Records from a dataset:
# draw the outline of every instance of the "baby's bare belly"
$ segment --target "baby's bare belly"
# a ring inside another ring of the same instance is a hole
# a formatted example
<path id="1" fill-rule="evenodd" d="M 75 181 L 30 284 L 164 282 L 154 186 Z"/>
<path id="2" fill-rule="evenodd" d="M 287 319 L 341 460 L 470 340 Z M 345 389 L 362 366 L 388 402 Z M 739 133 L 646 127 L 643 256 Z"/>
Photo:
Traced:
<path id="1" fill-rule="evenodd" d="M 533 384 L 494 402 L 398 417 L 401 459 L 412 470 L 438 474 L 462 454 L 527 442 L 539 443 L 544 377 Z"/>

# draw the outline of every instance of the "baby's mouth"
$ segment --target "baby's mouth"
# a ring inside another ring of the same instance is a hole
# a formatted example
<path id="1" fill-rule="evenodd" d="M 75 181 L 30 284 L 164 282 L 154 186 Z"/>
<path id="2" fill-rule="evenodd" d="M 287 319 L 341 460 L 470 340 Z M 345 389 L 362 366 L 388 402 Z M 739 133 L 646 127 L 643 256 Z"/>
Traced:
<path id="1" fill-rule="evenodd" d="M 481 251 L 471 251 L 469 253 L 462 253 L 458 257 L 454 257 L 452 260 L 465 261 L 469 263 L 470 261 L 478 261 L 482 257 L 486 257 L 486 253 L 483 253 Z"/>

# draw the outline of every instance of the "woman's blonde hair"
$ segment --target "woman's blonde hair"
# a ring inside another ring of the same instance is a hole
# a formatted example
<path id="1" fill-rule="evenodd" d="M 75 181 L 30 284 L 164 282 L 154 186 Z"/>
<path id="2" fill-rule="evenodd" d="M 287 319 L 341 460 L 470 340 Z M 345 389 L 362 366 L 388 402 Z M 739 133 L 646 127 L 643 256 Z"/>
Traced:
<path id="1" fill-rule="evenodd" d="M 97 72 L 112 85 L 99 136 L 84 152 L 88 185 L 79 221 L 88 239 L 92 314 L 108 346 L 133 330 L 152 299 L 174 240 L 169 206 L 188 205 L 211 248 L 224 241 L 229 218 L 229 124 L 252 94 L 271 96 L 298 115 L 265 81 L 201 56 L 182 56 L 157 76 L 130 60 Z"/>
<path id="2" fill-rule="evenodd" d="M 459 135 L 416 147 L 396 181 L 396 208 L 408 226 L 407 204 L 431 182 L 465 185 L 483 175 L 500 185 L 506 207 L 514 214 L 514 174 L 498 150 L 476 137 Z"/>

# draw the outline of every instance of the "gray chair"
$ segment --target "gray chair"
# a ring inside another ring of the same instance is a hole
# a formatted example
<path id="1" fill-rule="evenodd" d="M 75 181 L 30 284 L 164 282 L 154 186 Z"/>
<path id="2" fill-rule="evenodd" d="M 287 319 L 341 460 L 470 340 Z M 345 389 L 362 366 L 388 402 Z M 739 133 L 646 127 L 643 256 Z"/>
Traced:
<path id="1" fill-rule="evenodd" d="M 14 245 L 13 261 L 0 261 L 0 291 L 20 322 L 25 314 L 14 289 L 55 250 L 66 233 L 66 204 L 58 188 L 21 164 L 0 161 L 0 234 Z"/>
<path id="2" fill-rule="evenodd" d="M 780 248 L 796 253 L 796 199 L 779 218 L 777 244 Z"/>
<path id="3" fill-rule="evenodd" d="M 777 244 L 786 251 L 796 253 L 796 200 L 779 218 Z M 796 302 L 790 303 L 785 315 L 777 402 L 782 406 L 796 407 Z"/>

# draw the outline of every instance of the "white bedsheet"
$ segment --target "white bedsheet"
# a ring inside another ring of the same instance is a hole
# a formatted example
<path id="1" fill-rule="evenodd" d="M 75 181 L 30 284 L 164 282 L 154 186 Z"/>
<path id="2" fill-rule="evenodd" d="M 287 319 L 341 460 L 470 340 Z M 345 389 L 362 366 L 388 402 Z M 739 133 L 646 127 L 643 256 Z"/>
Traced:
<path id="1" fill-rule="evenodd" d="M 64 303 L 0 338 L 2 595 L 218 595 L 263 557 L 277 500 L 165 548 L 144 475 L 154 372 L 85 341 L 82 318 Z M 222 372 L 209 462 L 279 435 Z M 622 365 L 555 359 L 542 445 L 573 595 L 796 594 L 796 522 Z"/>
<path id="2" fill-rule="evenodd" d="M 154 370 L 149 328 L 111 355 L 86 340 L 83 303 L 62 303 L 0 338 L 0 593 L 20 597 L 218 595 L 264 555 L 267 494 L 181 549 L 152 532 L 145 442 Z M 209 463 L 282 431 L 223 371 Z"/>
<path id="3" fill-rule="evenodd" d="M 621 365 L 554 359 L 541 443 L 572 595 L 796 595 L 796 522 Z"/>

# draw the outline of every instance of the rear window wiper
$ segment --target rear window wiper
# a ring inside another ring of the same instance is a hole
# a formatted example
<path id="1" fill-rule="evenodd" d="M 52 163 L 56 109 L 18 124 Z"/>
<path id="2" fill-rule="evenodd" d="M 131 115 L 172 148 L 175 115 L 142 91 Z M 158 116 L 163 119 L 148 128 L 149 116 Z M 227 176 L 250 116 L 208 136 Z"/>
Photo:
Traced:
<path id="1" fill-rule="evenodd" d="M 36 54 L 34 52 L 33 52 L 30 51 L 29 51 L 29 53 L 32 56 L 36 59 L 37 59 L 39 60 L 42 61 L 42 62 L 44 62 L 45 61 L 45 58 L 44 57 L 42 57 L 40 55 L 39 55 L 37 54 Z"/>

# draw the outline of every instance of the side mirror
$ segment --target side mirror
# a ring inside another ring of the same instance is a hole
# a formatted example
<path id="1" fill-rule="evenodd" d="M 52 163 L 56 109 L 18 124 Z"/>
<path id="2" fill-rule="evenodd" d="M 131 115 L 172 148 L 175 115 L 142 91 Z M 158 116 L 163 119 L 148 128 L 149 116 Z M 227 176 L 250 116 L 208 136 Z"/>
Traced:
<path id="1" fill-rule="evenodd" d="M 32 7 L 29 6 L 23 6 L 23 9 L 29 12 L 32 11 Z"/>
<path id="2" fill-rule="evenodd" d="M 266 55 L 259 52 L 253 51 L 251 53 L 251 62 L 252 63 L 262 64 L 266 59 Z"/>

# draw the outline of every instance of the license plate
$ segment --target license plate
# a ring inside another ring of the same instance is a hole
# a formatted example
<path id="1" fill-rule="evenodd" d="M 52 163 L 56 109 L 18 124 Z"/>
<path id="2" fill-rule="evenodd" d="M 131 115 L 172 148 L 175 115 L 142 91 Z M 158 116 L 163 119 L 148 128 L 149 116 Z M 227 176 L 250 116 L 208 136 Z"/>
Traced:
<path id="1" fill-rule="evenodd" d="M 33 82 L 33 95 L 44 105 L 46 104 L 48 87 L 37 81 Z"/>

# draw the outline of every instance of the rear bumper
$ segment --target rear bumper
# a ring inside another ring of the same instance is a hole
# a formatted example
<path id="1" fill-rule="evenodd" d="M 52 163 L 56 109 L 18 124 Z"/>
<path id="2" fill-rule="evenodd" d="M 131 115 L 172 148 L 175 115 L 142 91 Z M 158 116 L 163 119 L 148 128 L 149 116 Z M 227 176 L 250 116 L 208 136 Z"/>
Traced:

> _The task_
Arrange every line of the records above as a JSON list of strings, one string per line, leaving out blank lines.

> _Task result_
[
  "# draw the outline of every instance of the \"baby's bare belly\"",
  "$ segment --target \"baby's bare belly\"",
  "# a ring inside another ring of the same instance is a hole",
  "# a formatted example",
  "<path id=\"1\" fill-rule=\"evenodd\" d=\"M 75 181 L 30 284 L 164 282 L 154 186 Z\"/>",
  "<path id=\"2\" fill-rule=\"evenodd\" d=\"M 287 319 L 341 460 L 470 340 Z M 345 389 L 362 366 L 388 402 Z M 739 133 L 646 127 L 643 256 Z\"/>",
  "Photo:",
  "Traced:",
  "<path id=\"1\" fill-rule=\"evenodd\" d=\"M 533 384 L 494 402 L 398 417 L 401 459 L 412 470 L 438 474 L 462 454 L 527 442 L 539 443 L 544 377 Z\"/>",
  "# draw the outline of every instance of the \"baby's mouth\"",
  "$ segment --target \"baby's mouth\"",
  "# a ring inside another ring of the same instance is a hole",
  "# a formatted example",
  "<path id=\"1\" fill-rule=\"evenodd\" d=\"M 75 181 L 30 284 L 164 282 L 154 186 Z\"/>",
  "<path id=\"2\" fill-rule=\"evenodd\" d=\"M 287 319 L 341 460 L 470 340 Z M 345 389 L 362 366 L 388 402 Z M 739 133 L 646 127 L 643 256 Z\"/>",
  "Traced:",
  "<path id=\"1\" fill-rule=\"evenodd\" d=\"M 481 251 L 471 251 L 469 253 L 462 253 L 458 257 L 454 257 L 452 260 L 465 261 L 469 263 L 470 261 L 478 261 L 482 257 L 486 257 L 486 253 L 483 253 Z\"/>",
  "# draw the outline of every instance of the \"woman's blonde hair\"",
  "$ segment --target \"woman's blonde hair\"",
  "# a ring inside another ring of the same instance is a hole",
  "# a formatted example",
  "<path id=\"1\" fill-rule=\"evenodd\" d=\"M 75 181 L 30 284 L 164 282 L 154 186 Z\"/>",
  "<path id=\"2\" fill-rule=\"evenodd\" d=\"M 287 319 L 341 460 L 470 340 Z M 345 389 L 362 366 L 388 402 Z M 739 133 L 646 127 L 643 256 Z\"/>",
  "Traced:",
  "<path id=\"1\" fill-rule=\"evenodd\" d=\"M 97 72 L 112 85 L 99 136 L 84 152 L 88 185 L 79 221 L 88 239 L 92 314 L 108 346 L 133 330 L 152 299 L 174 240 L 169 206 L 188 205 L 211 248 L 224 241 L 229 218 L 229 124 L 252 94 L 271 96 L 298 115 L 265 81 L 201 56 L 182 56 L 157 76 L 130 60 Z\"/>",
  "<path id=\"2\" fill-rule=\"evenodd\" d=\"M 459 135 L 416 147 L 396 181 L 396 208 L 408 226 L 407 204 L 431 182 L 465 185 L 483 175 L 500 185 L 506 207 L 514 214 L 514 174 L 498 150 L 476 137 Z\"/>",
  "# draw the outline of every instance of the \"gray chair\"",
  "$ segment --target \"gray chair\"",
  "# a ring inside another ring of the same instance is a hole",
  "# a formatted example",
  "<path id=\"1\" fill-rule=\"evenodd\" d=\"M 75 181 L 30 284 L 164 282 L 154 186 Z\"/>",
  "<path id=\"2\" fill-rule=\"evenodd\" d=\"M 287 319 L 341 460 L 470 340 Z M 345 389 L 362 366 L 388 402 Z M 739 133 L 646 127 L 643 256 Z\"/>",
  "Traced:",
  "<path id=\"1\" fill-rule=\"evenodd\" d=\"M 14 245 L 13 261 L 0 261 L 0 291 L 20 322 L 25 314 L 14 289 L 55 250 L 66 233 L 66 204 L 58 188 L 21 164 L 0 161 L 0 234 Z\"/>",
  "<path id=\"2\" fill-rule=\"evenodd\" d=\"M 780 248 L 796 253 L 796 199 L 779 218 L 777 244 Z\"/>",
  "<path id=\"3\" fill-rule=\"evenodd\" d=\"M 777 244 L 786 251 L 796 253 L 796 200 L 779 218 Z M 796 302 L 790 303 L 785 315 L 777 402 L 782 406 L 796 407 Z\"/>",
  "# draw the outline of every instance of the \"white bedsheet\"",
  "$ segment --target \"white bedsheet\"",
  "# a ring inside another ring of the same instance is a hole",
  "# a formatted example",
  "<path id=\"1\" fill-rule=\"evenodd\" d=\"M 75 181 L 30 284 L 164 282 L 154 186 Z\"/>",
  "<path id=\"2\" fill-rule=\"evenodd\" d=\"M 287 319 L 341 460 L 470 340 Z M 345 389 L 362 366 L 388 402 Z M 739 133 L 646 127 L 643 256 Z\"/>",
  "Traced:",
  "<path id=\"1\" fill-rule=\"evenodd\" d=\"M 64 303 L 0 338 L 2 595 L 218 595 L 263 557 L 277 500 L 165 548 L 144 475 L 154 372 L 85 341 L 82 318 Z M 222 372 L 209 462 L 279 435 Z M 622 365 L 555 359 L 542 445 L 573 595 L 796 594 L 796 522 Z\"/>",
  "<path id=\"2\" fill-rule=\"evenodd\" d=\"M 154 370 L 149 328 L 111 355 L 86 340 L 83 303 L 62 303 L 0 338 L 0 593 L 20 597 L 218 595 L 264 555 L 267 494 L 181 549 L 152 532 L 145 442 Z M 209 463 L 282 431 L 223 371 Z\"/>",
  "<path id=\"3\" fill-rule=\"evenodd\" d=\"M 621 365 L 554 359 L 541 443 L 572 595 L 796 595 L 796 522 Z\"/>",
  "# draw the outline of every instance of the rear window wiper",
  "$ segment --target rear window wiper",
  "# a ring inside another ring of the same instance is a hole",
  "# a formatted example",
  "<path id=\"1\" fill-rule=\"evenodd\" d=\"M 52 163 L 56 109 L 18 124 Z\"/>",
  "<path id=\"2\" fill-rule=\"evenodd\" d=\"M 131 115 L 172 148 L 175 115 L 142 91 Z M 158 116 L 163 119 L 148 128 L 149 116 Z M 227 176 L 250 116 L 208 136 Z\"/>",
  "Photo:",
  "Traced:",
  "<path id=\"1\" fill-rule=\"evenodd\" d=\"M 36 54 L 34 52 L 33 52 L 30 51 L 29 51 L 29 53 L 32 56 L 36 59 L 37 59 L 39 60 L 42 61 L 42 62 L 44 62 L 45 61 L 45 58 L 44 57 L 42 57 L 40 55 L 39 55 L 37 54 Z\"/>",
  "# draw the outline of every instance of the side mirror",
  "$ segment --target side mirror",
  "# a ring inside another ring of the same instance is a hole",
  "# a formatted example",
  "<path id=\"1\" fill-rule=\"evenodd\" d=\"M 52 163 L 56 109 L 18 124 Z\"/>",
  "<path id=\"2\" fill-rule=\"evenodd\" d=\"M 131 115 L 172 148 L 175 115 L 142 91 Z M 158 116 L 163 119 L 148 128 L 149 116 Z M 227 176 L 250 116 L 208 136 Z\"/>",
  "Traced:",
  "<path id=\"1\" fill-rule=\"evenodd\" d=\"M 32 7 L 29 6 L 23 6 L 23 9 L 29 12 L 32 11 Z\"/>",
  "<path id=\"2\" fill-rule=\"evenodd\" d=\"M 266 55 L 259 52 L 253 51 L 251 53 L 251 62 L 252 63 L 262 64 L 266 59 Z\"/>",
  "# draw the outline of every instance of the license plate",
  "$ segment --target license plate",
  "# a ring inside another ring of the same instance is a hole",
  "# a formatted example",
  "<path id=\"1\" fill-rule=\"evenodd\" d=\"M 52 163 L 56 109 L 18 124 Z\"/>",
  "<path id=\"2\" fill-rule=\"evenodd\" d=\"M 131 115 L 172 148 L 175 115 L 142 91 Z M 158 116 L 163 119 L 148 128 L 149 116 Z M 227 176 L 250 116 L 208 136 Z\"/>",
  "Traced:",
  "<path id=\"1\" fill-rule=\"evenodd\" d=\"M 33 82 L 33 95 L 44 105 L 46 104 L 48 87 L 37 81 Z\"/>",
  "# draw the outline of every instance of the rear bumper",
  "$ segment --target rear bumper",
  "# a ring inside another ring of the same instance is a hole",
  "# a formatted example",
  "<path id=\"1\" fill-rule=\"evenodd\" d=\"M 52 163 L 56 109 L 18 124 Z\"/>",
  "<path id=\"2\" fill-rule=\"evenodd\" d=\"M 131 115 L 172 148 L 175 115 L 142 91 Z M 158 116 L 163 119 L 148 128 L 149 116 Z M 227 176 L 250 116 L 208 136 Z\"/>",
  "Traced:"
]